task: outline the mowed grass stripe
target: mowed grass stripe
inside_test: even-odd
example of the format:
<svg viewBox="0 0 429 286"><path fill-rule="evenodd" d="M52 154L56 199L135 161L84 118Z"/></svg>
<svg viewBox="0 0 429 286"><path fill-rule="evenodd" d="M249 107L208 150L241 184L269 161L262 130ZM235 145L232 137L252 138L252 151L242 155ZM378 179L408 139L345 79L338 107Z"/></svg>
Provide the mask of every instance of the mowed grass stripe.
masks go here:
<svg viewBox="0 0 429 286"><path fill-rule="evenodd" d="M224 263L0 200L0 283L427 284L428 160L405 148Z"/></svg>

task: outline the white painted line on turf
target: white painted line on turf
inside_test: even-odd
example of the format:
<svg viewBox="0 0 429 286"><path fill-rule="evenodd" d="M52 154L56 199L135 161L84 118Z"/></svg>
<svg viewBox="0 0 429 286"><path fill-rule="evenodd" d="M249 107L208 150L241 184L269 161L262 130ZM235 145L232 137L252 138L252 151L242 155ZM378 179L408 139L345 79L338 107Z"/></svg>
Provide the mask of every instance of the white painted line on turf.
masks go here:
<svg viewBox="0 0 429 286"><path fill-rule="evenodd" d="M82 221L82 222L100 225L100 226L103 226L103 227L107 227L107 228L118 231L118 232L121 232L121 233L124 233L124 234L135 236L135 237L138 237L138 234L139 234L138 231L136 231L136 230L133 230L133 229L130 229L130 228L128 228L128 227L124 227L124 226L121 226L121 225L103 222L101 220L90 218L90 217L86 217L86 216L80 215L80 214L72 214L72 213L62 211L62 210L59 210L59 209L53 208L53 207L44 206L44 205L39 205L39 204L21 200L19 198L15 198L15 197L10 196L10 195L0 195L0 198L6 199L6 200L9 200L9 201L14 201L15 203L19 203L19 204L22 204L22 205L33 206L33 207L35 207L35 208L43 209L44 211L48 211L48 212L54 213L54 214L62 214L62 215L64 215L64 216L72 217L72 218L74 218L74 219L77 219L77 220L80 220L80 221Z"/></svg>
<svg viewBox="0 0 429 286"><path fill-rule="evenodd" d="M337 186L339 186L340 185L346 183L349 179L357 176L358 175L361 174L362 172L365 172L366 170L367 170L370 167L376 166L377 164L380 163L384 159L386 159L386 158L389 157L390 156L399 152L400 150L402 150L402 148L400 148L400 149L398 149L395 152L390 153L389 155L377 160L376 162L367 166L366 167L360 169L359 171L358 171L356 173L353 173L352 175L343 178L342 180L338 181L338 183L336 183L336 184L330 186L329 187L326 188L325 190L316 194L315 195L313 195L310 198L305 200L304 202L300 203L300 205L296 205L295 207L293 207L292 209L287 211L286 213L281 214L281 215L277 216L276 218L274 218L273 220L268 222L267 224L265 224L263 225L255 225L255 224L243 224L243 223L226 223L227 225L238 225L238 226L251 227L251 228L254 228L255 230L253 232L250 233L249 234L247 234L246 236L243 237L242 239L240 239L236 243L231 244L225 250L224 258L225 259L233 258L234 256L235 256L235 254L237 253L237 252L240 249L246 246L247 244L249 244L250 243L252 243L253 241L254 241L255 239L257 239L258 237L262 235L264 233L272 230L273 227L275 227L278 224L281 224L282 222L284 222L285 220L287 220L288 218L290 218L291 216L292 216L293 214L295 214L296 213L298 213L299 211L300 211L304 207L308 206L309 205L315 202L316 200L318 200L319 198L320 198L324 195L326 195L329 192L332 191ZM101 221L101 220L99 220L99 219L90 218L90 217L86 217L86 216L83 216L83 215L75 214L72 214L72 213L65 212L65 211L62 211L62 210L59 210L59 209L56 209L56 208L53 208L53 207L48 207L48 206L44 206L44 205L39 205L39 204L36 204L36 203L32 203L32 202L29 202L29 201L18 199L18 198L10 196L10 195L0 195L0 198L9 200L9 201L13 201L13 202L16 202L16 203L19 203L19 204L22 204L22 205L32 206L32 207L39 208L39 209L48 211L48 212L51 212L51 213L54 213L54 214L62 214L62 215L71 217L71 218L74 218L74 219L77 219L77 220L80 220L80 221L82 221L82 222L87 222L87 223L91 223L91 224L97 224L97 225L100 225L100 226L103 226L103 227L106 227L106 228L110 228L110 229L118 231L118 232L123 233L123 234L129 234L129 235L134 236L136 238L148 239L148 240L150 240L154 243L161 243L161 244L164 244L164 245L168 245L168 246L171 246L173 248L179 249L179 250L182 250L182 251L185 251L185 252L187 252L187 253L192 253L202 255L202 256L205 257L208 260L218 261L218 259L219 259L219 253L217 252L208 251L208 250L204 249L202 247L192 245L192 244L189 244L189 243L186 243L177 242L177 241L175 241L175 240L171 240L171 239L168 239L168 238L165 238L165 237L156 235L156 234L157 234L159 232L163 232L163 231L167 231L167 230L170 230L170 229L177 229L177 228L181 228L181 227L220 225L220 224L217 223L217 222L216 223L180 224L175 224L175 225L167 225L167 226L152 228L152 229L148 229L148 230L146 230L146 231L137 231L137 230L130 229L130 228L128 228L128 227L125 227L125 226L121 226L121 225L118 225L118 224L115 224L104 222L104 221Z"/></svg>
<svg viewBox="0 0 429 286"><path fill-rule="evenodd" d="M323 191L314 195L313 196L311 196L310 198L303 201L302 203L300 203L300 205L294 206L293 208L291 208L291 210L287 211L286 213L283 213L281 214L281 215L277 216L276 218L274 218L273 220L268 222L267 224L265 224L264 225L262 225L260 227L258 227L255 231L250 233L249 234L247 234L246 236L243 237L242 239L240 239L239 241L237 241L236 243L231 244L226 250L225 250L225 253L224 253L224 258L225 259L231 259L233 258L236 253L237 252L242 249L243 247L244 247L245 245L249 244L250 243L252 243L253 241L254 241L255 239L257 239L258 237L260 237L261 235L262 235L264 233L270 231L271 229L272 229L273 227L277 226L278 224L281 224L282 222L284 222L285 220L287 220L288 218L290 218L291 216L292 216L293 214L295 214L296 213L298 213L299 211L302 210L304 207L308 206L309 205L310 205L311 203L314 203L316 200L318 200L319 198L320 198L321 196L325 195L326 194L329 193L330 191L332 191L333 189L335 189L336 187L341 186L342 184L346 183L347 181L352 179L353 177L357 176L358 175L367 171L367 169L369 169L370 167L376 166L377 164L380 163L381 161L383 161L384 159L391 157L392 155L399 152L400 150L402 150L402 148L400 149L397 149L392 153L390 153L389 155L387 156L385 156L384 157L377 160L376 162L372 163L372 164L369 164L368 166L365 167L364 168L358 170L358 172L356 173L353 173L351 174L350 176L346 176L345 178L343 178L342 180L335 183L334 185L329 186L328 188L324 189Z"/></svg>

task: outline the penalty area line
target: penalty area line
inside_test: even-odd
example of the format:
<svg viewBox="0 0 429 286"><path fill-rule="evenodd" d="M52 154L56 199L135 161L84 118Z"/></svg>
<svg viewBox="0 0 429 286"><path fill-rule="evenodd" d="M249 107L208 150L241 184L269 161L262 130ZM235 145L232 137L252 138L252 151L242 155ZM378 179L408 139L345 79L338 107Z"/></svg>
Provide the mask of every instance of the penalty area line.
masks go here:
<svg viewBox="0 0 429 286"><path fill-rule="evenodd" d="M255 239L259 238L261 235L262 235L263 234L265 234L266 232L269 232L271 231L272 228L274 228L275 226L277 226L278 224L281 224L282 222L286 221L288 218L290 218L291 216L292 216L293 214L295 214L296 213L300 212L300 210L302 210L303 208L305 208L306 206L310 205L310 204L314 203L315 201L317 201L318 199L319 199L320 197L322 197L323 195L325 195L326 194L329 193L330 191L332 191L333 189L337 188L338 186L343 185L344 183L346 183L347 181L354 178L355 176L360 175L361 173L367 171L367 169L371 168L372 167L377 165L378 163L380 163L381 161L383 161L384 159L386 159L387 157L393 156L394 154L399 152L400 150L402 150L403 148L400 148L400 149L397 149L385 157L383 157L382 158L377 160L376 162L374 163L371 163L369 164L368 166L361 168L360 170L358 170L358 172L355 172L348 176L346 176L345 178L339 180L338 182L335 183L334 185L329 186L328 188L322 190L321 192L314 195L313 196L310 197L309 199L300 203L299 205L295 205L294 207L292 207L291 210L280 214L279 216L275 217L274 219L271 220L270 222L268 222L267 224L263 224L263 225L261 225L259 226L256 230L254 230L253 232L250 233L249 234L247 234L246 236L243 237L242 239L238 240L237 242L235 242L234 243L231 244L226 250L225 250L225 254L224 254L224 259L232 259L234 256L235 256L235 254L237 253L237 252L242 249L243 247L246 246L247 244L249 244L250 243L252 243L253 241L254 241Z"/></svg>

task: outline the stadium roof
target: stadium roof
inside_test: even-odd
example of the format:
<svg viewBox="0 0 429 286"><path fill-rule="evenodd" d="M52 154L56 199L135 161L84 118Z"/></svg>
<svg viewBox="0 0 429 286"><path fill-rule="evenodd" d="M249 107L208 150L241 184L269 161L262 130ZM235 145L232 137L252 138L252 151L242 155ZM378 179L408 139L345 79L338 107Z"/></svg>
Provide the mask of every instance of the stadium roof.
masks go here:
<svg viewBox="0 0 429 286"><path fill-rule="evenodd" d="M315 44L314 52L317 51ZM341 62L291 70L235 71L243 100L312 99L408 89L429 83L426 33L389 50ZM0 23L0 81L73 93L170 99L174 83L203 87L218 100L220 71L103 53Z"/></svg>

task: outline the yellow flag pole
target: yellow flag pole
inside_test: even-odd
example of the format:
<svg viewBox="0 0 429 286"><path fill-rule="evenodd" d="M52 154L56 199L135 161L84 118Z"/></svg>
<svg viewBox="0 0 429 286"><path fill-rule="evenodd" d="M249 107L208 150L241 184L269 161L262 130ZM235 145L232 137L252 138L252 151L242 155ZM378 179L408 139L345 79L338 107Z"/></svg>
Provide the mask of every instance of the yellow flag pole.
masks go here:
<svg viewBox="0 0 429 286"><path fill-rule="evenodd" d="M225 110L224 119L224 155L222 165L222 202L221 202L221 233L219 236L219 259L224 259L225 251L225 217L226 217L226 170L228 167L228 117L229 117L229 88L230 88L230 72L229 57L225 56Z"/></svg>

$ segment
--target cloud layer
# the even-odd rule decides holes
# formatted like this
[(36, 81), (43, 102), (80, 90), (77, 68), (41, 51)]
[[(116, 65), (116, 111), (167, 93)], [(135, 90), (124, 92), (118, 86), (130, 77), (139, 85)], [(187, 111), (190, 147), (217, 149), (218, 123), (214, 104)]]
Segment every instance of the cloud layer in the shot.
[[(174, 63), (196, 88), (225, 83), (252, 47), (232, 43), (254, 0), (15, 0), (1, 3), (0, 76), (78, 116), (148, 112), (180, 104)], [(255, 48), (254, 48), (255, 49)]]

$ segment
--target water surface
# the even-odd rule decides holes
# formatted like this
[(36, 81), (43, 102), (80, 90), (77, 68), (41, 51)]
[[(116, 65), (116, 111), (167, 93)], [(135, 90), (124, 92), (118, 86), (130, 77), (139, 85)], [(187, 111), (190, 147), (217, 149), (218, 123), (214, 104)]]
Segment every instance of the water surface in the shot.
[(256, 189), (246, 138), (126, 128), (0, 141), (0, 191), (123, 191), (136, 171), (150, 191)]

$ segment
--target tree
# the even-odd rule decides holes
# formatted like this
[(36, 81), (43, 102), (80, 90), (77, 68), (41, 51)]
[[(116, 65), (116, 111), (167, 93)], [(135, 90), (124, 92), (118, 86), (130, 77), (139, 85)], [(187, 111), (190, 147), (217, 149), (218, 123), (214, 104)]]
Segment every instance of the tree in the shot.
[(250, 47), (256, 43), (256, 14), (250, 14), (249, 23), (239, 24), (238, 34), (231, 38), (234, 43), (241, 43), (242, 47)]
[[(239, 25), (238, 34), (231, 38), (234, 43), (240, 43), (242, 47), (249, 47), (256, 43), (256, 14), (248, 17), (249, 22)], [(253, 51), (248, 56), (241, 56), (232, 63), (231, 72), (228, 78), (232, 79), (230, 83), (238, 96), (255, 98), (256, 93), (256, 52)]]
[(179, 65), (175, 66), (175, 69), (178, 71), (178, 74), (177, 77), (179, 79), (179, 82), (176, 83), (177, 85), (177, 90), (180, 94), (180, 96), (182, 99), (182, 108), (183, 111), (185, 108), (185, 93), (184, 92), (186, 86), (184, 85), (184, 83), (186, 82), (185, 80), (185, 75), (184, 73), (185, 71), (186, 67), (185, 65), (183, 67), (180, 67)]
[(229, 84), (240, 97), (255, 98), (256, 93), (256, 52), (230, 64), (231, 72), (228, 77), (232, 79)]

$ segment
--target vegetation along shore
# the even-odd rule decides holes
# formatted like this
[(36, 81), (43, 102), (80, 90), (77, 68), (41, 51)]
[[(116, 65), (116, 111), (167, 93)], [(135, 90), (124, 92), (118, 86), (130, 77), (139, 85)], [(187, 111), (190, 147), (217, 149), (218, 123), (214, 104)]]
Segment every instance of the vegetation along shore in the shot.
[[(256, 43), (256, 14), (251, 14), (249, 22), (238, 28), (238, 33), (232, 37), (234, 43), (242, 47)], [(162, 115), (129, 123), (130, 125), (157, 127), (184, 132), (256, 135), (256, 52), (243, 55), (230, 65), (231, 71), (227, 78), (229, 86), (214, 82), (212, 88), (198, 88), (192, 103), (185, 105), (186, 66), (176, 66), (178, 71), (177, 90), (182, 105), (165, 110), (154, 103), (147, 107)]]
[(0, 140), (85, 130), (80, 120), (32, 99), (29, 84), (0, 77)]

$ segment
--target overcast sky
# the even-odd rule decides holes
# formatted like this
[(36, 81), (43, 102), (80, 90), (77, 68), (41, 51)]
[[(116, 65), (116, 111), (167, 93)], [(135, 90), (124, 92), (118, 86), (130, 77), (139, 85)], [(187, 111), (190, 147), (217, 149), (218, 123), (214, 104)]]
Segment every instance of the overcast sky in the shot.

> **EXERCISE**
Convert the lines from the line with "task: outline the white painted line on turf" to the line with "221L82 222L100 225L100" into a two-column CSV with headers text and answer. Give one row per item, with its wording and its answer each in a single quoted field and line breaks replaced by spaces.

> **SOLVED EXERCISE**
text,answer
"task: outline the white painted line on turf target: white painted line on turf inside_test: even-odd example of the format: <svg viewBox=""0 0 429 286""><path fill-rule=""evenodd"" d=""M52 154L56 199L135 161L84 118Z""/></svg> <svg viewBox=""0 0 429 286""><path fill-rule=""evenodd"" d=""M249 107L208 150L241 184L269 161L262 130ZM235 145L232 137L252 138L252 151L242 155ZM378 179L408 139L345 79L338 107Z""/></svg> Provide the mask of every instance of the white painted line on turf. masks go here:","<svg viewBox=""0 0 429 286""><path fill-rule=""evenodd"" d=""M82 221L82 222L100 225L100 226L103 226L103 227L107 227L107 228L118 231L118 232L121 232L121 233L124 233L124 234L135 236L135 237L138 237L138 234L139 234L138 231L136 231L136 230L133 230L133 229L130 229L130 228L128 228L128 227L124 227L124 226L121 226L121 225L103 222L101 220L90 218L90 217L86 217L86 216L80 215L80 214L72 214L72 213L62 211L62 210L59 210L59 209L53 208L53 207L44 206L44 205L39 205L39 204L21 200L19 198L15 198L15 197L10 196L10 195L0 195L0 198L6 199L6 200L9 200L9 201L14 201L15 203L19 203L19 204L22 204L22 205L33 206L33 207L35 207L35 208L43 209L44 211L48 211L48 212L54 213L54 214L62 214L62 215L64 215L64 216L72 217L72 218L74 218L74 219L77 219L77 220L80 220L80 221Z""/></svg>"